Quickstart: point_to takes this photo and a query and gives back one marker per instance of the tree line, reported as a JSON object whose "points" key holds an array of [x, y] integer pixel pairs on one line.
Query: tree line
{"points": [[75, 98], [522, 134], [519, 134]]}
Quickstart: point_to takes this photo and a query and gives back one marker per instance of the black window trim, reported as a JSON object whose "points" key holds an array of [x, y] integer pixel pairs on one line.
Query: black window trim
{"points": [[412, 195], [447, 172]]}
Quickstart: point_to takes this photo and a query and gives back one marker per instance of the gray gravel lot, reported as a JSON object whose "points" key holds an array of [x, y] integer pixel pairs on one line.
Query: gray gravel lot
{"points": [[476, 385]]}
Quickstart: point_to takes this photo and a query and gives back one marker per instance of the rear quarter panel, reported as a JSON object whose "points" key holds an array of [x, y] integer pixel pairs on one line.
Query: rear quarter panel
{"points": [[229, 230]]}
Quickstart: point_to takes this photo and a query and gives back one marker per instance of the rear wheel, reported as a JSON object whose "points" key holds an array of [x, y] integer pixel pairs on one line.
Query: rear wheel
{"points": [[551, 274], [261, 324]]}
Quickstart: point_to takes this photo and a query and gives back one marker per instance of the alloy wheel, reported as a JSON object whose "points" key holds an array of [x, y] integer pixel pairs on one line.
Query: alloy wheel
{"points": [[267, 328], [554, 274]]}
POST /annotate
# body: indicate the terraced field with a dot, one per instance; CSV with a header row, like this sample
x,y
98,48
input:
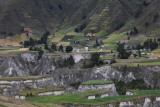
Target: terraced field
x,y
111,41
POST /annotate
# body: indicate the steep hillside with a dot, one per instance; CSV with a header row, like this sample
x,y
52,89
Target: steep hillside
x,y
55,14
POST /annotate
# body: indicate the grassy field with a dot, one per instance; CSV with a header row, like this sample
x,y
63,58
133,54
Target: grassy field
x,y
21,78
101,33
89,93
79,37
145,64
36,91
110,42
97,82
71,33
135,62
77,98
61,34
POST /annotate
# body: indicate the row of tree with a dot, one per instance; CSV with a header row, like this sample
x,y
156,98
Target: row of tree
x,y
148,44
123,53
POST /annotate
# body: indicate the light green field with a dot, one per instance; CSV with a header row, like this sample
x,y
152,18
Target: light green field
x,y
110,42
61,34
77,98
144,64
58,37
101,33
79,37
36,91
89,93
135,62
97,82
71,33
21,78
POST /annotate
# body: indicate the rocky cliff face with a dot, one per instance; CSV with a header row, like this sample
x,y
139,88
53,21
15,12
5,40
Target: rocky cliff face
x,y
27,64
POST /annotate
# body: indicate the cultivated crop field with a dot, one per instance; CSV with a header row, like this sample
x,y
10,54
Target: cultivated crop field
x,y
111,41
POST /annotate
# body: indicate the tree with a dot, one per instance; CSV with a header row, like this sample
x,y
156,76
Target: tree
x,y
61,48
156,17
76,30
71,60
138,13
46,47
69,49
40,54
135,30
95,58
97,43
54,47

==

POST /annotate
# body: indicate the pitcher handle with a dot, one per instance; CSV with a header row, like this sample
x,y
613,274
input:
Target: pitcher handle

**ASSIGNED TASK**: Pick every line from the listing holding the string "handle", and copy it.

**TASK SOLUTION**:
# body: indicate the pitcher handle with a dot, one per instance; CSV with a header row, like this sample
Target: pitcher handle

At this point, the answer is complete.